◆ **EXERCISE AIM**
Looking at each line of the data below, tally those that contain the word "curtain" and give only the total.

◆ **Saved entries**
|---|
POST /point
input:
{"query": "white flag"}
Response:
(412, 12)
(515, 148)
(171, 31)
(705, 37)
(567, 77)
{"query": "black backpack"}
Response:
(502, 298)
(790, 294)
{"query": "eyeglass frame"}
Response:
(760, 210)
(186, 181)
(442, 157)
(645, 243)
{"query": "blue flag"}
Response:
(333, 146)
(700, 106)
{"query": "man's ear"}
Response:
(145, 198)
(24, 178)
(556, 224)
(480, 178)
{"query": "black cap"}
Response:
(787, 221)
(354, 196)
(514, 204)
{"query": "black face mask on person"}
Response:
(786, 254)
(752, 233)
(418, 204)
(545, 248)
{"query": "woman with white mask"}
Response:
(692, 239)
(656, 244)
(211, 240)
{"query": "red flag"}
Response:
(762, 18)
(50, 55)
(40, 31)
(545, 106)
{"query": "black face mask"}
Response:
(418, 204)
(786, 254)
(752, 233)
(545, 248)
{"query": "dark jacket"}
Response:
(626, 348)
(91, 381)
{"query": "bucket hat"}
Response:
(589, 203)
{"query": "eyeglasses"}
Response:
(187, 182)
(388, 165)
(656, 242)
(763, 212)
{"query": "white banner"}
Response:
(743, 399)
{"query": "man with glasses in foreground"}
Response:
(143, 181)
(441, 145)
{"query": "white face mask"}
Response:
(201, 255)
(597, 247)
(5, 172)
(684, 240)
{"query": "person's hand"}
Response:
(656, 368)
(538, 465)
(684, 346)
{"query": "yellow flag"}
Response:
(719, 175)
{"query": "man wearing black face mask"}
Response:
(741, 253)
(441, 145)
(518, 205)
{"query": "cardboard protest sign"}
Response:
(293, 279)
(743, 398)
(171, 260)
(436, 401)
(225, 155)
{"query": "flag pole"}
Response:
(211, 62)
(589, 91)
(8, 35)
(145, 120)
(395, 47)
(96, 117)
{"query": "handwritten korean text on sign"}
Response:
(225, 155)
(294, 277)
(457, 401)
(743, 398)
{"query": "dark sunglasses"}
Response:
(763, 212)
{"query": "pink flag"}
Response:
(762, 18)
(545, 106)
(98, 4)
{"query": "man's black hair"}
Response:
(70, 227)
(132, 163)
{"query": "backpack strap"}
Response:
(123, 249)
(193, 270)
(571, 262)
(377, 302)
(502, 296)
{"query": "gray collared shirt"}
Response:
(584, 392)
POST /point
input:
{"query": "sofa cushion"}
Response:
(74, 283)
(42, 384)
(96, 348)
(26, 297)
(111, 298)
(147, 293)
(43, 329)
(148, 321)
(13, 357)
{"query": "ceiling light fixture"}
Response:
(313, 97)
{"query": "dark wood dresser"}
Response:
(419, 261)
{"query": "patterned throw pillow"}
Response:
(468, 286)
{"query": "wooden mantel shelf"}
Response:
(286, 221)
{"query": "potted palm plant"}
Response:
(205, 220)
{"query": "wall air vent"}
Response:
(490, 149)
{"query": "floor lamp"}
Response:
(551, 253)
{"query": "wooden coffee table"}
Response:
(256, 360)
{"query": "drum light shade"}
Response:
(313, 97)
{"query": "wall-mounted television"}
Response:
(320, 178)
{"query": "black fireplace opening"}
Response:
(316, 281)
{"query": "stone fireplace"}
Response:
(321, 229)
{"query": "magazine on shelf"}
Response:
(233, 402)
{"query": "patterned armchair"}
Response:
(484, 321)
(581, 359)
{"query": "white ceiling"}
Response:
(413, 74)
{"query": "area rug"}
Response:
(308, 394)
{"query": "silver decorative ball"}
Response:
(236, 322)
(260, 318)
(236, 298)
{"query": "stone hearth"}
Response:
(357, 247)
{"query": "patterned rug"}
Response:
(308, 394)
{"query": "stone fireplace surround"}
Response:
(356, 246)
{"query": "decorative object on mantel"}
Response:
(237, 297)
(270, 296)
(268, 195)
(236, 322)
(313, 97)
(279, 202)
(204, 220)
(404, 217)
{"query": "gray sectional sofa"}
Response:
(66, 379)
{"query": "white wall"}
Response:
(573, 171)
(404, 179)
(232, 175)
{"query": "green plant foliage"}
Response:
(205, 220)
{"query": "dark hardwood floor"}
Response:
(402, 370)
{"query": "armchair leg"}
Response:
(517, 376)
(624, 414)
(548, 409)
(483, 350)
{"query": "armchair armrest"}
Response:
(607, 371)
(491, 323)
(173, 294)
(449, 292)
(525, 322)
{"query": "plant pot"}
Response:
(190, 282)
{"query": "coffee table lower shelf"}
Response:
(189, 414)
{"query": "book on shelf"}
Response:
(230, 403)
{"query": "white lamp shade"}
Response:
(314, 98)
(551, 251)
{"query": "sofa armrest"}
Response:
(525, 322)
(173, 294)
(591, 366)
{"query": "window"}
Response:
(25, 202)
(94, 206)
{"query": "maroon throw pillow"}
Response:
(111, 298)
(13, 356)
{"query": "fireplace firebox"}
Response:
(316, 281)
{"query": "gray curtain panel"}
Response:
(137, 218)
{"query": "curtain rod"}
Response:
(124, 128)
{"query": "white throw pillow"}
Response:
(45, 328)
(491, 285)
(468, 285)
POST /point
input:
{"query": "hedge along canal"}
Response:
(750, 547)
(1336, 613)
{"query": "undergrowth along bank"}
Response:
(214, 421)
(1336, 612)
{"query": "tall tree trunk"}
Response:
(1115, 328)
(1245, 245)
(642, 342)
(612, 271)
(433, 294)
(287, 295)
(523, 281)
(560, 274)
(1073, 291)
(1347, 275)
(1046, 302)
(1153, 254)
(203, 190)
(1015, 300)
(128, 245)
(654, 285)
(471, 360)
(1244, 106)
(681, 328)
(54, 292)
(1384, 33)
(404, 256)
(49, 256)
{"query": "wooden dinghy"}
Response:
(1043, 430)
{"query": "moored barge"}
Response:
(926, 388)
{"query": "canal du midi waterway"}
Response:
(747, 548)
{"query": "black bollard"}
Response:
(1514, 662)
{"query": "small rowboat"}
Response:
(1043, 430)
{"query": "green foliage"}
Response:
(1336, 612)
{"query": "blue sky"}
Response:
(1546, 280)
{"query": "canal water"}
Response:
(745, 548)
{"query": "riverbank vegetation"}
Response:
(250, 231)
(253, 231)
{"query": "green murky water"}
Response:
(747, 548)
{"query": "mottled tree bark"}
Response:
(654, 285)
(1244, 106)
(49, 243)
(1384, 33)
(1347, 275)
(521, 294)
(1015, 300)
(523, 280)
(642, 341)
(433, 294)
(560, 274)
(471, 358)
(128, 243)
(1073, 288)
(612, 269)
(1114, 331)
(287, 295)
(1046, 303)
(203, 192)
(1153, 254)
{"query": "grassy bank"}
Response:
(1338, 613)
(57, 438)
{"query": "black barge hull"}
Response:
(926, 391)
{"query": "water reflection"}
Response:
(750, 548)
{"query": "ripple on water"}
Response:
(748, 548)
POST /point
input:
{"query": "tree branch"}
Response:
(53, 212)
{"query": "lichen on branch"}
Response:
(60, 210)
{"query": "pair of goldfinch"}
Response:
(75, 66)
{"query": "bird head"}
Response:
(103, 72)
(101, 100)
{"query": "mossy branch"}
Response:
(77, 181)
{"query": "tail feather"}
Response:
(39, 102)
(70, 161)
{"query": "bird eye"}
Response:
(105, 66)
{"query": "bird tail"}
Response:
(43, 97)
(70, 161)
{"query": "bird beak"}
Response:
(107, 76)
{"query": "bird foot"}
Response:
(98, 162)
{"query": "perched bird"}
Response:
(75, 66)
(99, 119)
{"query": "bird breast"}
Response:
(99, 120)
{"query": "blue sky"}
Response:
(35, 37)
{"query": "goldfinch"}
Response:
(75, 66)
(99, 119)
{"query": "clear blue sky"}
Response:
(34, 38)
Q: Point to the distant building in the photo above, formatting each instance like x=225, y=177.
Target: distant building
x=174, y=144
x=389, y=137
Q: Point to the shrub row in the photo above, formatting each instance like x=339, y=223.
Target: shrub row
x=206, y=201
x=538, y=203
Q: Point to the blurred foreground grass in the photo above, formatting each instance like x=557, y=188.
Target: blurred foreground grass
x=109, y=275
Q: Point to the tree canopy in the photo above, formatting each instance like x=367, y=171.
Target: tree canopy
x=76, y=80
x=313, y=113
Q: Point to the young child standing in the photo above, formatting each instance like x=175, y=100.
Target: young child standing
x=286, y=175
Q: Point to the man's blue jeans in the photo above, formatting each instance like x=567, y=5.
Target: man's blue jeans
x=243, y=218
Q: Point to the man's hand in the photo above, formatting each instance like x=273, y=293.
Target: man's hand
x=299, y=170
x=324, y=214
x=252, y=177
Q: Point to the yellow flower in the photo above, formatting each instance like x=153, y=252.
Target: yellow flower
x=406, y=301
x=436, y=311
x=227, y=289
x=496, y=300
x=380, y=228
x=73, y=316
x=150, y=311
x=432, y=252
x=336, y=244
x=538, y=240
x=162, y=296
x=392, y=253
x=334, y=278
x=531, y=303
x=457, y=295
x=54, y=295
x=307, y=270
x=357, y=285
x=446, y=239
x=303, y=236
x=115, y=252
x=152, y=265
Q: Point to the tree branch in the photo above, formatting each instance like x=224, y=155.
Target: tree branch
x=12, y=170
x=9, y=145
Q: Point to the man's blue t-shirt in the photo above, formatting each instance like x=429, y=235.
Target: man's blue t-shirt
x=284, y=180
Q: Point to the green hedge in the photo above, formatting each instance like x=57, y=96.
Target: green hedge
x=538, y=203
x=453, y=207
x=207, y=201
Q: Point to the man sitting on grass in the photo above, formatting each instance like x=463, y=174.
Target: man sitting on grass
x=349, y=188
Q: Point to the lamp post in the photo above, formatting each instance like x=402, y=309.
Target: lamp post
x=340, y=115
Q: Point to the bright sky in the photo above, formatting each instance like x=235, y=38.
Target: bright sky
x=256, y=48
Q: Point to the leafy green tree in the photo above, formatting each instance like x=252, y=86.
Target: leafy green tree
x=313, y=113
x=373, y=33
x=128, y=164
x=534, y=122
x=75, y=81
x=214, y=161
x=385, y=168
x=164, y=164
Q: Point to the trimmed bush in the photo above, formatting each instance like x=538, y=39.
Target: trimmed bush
|---|
◆ **EXERCISE SOLUTION**
2